▶ [Challenge]:
Please reproduce every one of the records below line for line, leaving out the pictures.

▶ [Source records]:
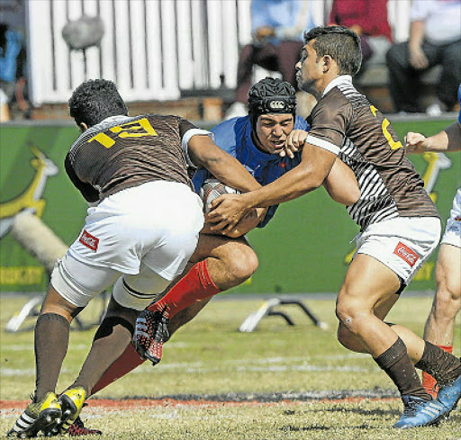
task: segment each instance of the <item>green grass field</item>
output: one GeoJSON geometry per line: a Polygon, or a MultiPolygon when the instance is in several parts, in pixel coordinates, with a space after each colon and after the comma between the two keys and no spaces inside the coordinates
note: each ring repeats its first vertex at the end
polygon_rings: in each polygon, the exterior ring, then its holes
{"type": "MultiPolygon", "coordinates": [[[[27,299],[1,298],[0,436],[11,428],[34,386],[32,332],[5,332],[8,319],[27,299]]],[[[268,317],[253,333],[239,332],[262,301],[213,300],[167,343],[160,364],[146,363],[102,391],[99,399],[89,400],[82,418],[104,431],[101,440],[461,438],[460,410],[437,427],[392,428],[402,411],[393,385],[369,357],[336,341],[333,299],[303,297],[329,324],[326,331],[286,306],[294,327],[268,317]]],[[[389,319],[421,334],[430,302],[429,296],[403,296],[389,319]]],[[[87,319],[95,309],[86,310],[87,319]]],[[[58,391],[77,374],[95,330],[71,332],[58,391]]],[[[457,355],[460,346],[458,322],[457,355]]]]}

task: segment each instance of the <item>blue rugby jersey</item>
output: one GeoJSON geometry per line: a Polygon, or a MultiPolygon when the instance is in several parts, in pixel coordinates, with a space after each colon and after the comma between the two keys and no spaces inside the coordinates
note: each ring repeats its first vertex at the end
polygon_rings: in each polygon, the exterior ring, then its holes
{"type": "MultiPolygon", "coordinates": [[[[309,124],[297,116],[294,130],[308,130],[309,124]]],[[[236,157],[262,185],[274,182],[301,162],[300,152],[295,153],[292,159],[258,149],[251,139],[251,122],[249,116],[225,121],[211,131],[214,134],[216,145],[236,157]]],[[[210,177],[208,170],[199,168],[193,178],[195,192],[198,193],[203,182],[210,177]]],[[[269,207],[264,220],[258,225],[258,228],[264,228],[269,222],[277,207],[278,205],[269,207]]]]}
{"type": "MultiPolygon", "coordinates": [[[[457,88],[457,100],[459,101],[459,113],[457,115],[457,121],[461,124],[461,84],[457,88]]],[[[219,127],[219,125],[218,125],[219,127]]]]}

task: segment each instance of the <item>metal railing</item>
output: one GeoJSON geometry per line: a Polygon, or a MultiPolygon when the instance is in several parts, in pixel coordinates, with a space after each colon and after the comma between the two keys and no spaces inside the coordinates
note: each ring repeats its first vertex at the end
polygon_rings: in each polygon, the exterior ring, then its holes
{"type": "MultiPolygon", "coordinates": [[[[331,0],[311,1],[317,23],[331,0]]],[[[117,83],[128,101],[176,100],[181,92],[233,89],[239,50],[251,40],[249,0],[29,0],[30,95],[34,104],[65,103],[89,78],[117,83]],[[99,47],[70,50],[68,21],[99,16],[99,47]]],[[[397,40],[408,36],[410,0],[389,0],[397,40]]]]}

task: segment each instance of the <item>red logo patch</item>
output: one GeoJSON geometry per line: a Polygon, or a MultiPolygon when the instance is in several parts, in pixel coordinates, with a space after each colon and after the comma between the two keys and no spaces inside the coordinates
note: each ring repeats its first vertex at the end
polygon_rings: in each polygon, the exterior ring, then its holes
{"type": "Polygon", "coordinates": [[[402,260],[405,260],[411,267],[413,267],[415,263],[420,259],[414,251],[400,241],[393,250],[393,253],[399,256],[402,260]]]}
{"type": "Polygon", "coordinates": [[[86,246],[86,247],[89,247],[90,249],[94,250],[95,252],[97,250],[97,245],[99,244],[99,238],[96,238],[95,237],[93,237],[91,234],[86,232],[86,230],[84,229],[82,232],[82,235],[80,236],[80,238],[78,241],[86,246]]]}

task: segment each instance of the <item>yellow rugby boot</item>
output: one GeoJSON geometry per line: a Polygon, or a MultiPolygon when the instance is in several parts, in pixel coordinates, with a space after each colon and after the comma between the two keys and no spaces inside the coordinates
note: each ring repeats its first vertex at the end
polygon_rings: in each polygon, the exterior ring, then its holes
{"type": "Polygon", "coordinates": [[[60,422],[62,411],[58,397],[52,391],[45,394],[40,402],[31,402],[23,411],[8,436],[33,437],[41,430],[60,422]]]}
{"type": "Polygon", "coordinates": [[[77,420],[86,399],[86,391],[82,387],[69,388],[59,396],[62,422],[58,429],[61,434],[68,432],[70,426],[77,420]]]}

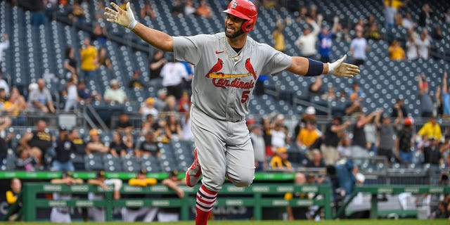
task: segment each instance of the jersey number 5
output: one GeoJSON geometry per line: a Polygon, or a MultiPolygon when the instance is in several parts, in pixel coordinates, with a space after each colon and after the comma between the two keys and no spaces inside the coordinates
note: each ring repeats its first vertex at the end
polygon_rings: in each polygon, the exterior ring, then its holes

▶ [Answer in full]:
task: segment each instance of the <item>green grass field</item>
output: one GeoJSON geometry per line: a Polygon, or a MultiPolygon when the instance is in several parts, in pixel coordinates, with a space after each colon and after the comma between the two keys and no spaces inside the coordinates
note: each ring repeats its first vertex at the end
polygon_rings: in each polygon, the exterior ring, then its holes
{"type": "MultiPolygon", "coordinates": [[[[27,299],[1,298],[0,436],[11,428],[34,386],[32,332],[5,332],[8,319],[27,299]]],[[[268,317],[253,333],[239,332],[262,301],[213,300],[167,343],[160,364],[146,363],[102,391],[99,399],[89,400],[82,418],[104,431],[101,440],[461,438],[460,410],[437,427],[392,428],[402,411],[393,385],[369,357],[336,341],[333,299],[303,297],[329,324],[326,331],[286,306],[294,327],[268,317]]],[[[389,319],[421,334],[430,302],[429,296],[403,296],[389,319]]],[[[87,319],[95,309],[86,310],[87,319]]],[[[58,391],[77,374],[95,330],[71,332],[58,391]]],[[[457,355],[460,346],[458,322],[457,355]]]]}

task: segment each instance of the <item>blue rugby jersey</item>
output: one GeoJSON geometry per line: a Polygon, or a MultiPolygon when the instance is in several parts, in pixel coordinates, with a space after each colon and after the comma between the two keys and no spaces inside the coordinates
note: each ring repeats its first vertex at the end
polygon_rings: in each polygon, the exterior ring, then its holes
{"type": "MultiPolygon", "coordinates": [[[[309,124],[297,116],[294,130],[308,130],[309,124]]],[[[236,157],[262,185],[274,182],[301,162],[300,152],[295,153],[292,159],[258,149],[251,139],[251,122],[249,116],[225,121],[211,131],[214,134],[216,145],[236,157]]],[[[210,177],[208,170],[199,168],[193,178],[195,192],[198,193],[203,182],[210,177]]],[[[269,207],[264,220],[258,225],[258,228],[264,228],[269,222],[277,207],[278,205],[269,207]]]]}
{"type": "MultiPolygon", "coordinates": [[[[457,88],[457,100],[459,101],[459,113],[457,115],[457,121],[461,124],[461,84],[457,88]]],[[[219,127],[219,125],[218,125],[219,127]]]]}

task: segment each instance of the <item>metal railing</item>
output: one GeoJSON geometry per line: a Polygon, or a MultiPolygon when the instance is in several parts, in pixel coordinates, with a space after each colon and after the comma between the two keys and no spaces inside the coordinates
note: each ring repeats its first vertex at the end
polygon_rings: in each polygon, the exterior ring, then its holes
{"type": "MultiPolygon", "coordinates": [[[[331,0],[311,1],[317,23],[331,0]]],[[[117,83],[128,101],[176,100],[181,92],[233,89],[239,50],[251,40],[249,0],[29,0],[30,95],[34,104],[65,103],[89,78],[117,83]],[[99,47],[70,50],[68,21],[99,16],[99,47]]],[[[397,40],[408,36],[410,0],[389,0],[397,40]]]]}

task: segment each instance of the <item>red logo patch</item>
output: one GeoJSON geometry per line: a Polygon, or a MultiPolygon when the instance is in several parts, in pixel coordinates, with a space after each colon and after the comma between the two keys and no spaces inside the coordinates
note: each ring repeats its first vertex at the end
polygon_rings: in each polygon, the exterior ring, then its holes
{"type": "Polygon", "coordinates": [[[402,260],[405,260],[411,267],[413,267],[415,263],[420,259],[414,251],[400,241],[393,250],[393,253],[399,256],[402,260]]]}
{"type": "Polygon", "coordinates": [[[86,246],[86,247],[89,247],[90,249],[94,250],[95,252],[97,250],[97,245],[99,244],[99,238],[96,238],[95,237],[93,237],[91,234],[86,232],[86,230],[84,229],[82,232],[82,235],[80,236],[80,238],[78,241],[86,246]]]}

task: segment each instance of the <item>yellow rugby boot</item>
output: one GeoJSON geometry per line: a Polygon, or a MultiPolygon when the instance is in several parts, in pixel coordinates, with a space after each colon and after the comma between the two keys and no spaces inside the coordinates
note: each ring repeats its first vertex at the end
polygon_rings: in each polygon, the exterior ring, then its holes
{"type": "Polygon", "coordinates": [[[60,422],[62,411],[58,397],[52,391],[45,394],[40,402],[31,402],[23,411],[8,436],[33,437],[41,430],[60,422]]]}
{"type": "Polygon", "coordinates": [[[77,420],[86,399],[86,391],[82,387],[69,388],[59,396],[62,422],[58,429],[61,434],[68,432],[70,426],[77,420]]]}

task: segment each instance of the jersey number 5
output: one GeoJSON geometry per line: a Polygon, or a MultiPolygon when the instance is in several parts, in pixel coordinates, with a space after each colon and after the comma between the two keys and no spaces inside the coordinates
note: each ring repeats its first vertex at the end
polygon_rings: in each polygon, the exterior ring, then its holes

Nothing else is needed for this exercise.